[Reading passage Boundary: Start]
After an already challenging year, in which education establishments faced a significant rise in ransomware and other targeted attacks, schools, colleges and universities must now brace themselves for an inevitable surge in threats as they re-open their doors for the new school year.


2020 and 2021 have been difficult years for all businesses, but particularly those in the education sector. Not only did these establishments have to adjust to remote lessons for students and delayed examinations, they also faced a sudden increase in targeted cyber attacks – especially ransomware.

“In recent incidents affecting the education sector, ransomware has led to the loss of student coursework, school financial records, as well as data relating to COVID-19 testing.”

In June the NCSC released an alert warning education establishments of this growing threat, urging schools to take measures to protect their networks against malware and ransomware. This alert also informed readers of some new emerging ransomware trends, including threats to release sensitive data if a ransom is not paid, rather than simply encrypt it. This is of course a serious risk for schools, colleges and universities as the data they hold on their students is incredibly sensitive, and having this exposed would be a massive breach of GDPR.

It's likely that these attacks will ramp up again as students return to class in September, so it’s incredibly important that institutions carefully consider their potential infection vectors, take action to prevent inbound threats and prepare a data recovery plan.

 

Common ransomware infection vectors

There are a handful of ways that an attacker can gain access to an organisation’s network and install malware, with each vector requiring different methods of security. From NCSC’s recent observations, they have highlighted the following vectors as most common:

 

Phishing Emails

In Q4 of 2020, phishing rose to the #1 most used ransomware attack vector.
[Reading passage Boundary: End]
● Tasks for this exercise
1. In the article on ransomware in education, why is the threat of releasing data, rather than only encrypting it, a serious risk for schools, colleges and universities? Answer in one to three sentences.
2. Extend the article on ransomware in education by continuing it from where it stops.
[Extracted data Boundary: Start]
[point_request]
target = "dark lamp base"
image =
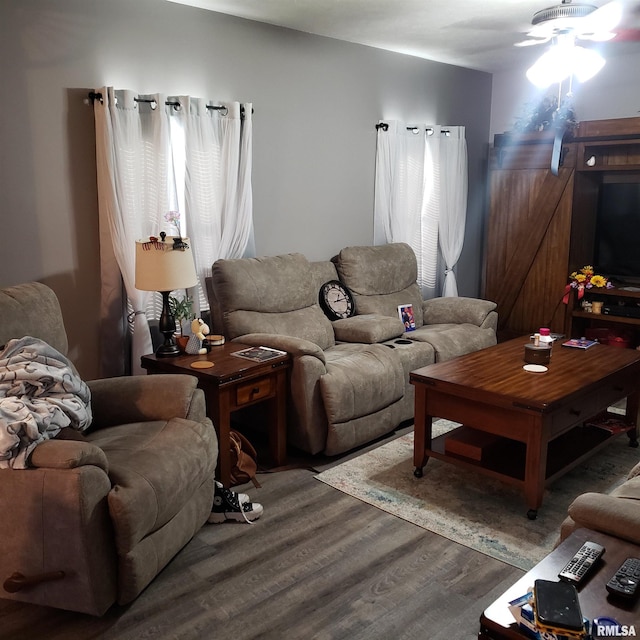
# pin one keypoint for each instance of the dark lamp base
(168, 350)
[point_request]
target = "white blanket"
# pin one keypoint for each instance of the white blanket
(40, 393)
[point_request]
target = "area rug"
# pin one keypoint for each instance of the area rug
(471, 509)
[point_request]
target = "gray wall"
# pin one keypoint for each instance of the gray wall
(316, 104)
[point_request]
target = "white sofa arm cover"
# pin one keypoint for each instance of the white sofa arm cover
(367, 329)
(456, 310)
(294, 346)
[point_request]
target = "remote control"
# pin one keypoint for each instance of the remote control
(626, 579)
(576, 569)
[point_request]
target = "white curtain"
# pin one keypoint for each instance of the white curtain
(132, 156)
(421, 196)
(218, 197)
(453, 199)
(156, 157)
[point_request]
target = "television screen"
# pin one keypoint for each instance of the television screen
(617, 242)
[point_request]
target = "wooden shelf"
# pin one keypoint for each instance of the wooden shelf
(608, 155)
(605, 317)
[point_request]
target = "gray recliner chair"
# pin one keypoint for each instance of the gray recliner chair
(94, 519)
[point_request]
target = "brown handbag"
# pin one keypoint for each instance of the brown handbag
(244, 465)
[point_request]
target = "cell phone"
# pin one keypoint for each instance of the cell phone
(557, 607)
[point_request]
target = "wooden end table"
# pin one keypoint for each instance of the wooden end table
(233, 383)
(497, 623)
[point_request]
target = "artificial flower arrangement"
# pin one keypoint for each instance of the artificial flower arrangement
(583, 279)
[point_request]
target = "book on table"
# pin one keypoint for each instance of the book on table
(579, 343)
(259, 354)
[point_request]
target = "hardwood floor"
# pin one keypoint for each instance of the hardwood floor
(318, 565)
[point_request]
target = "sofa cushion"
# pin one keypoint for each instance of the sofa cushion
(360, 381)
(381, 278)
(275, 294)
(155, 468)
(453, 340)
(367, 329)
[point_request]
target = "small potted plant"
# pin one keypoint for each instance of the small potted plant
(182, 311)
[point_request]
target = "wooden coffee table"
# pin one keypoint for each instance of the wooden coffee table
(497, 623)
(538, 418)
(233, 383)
[Extracted data Boundary: End]
[Extracted data Boundary: Start]
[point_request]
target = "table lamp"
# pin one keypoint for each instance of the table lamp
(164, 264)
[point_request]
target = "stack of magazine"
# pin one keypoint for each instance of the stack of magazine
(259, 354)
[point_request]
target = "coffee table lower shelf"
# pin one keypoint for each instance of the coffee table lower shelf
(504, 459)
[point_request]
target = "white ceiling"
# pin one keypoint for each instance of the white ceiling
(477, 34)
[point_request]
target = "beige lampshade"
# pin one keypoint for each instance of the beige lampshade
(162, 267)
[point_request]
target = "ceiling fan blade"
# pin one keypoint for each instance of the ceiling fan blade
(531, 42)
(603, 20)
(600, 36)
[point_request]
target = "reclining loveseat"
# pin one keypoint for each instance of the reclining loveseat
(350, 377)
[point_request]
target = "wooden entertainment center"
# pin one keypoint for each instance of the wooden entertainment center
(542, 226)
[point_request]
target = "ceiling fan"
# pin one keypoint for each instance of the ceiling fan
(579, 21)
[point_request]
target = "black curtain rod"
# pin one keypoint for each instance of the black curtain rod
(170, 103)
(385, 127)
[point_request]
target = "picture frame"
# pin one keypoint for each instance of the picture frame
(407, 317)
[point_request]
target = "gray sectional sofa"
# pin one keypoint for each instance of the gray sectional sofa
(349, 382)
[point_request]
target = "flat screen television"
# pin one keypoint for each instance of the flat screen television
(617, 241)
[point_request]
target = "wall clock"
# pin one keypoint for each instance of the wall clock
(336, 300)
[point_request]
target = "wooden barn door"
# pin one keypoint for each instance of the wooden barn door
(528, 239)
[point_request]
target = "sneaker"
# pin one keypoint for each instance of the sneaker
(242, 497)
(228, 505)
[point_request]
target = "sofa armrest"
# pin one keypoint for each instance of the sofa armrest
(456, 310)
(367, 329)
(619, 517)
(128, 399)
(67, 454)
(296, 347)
[Extracted data Boundary: End]
● Numbered answers
1. The data these institutions hold on their students is incredibly sensitive. Having it exposed would be a massive breach of GDPR.

2.
Phishing emails are frequently used to deploy ransomware and can be leveraged for these attacks in a handful of ways. Some phishing attacks may include the malware in links or attachments within the email, whereas some deliver multi-phase attacks in which the phishing email is used to gather user credentials before a ransomware infection is deployed internally.

 

Remote Access

Attackers frequently target organisations’ networks through remote access systems such as remote desktop protocol (RDP) and virtual private networks (VPN).

  • Remote Desktop Protocol (RDP)
    RDP is one of the main protocols used for remote desktop sessions, allowing employees to access their office desktop computers or servers from another device. Just as this protocol allows employees to remotely access the company network, it can also be exploited to allow attackers to gain access.

  • Virtual Private Networks (VPN)
    The exploitation of VPN vulnerabilities to gain initial access into a network is a fast-growing trend, with recent examples including Citrix, Fortinet, Pulse Secure and Palo Alto. The shift to remote learning over the past 2 years has meant that many educational establishments have rapidly deployed VPNs which might not have been properly secured.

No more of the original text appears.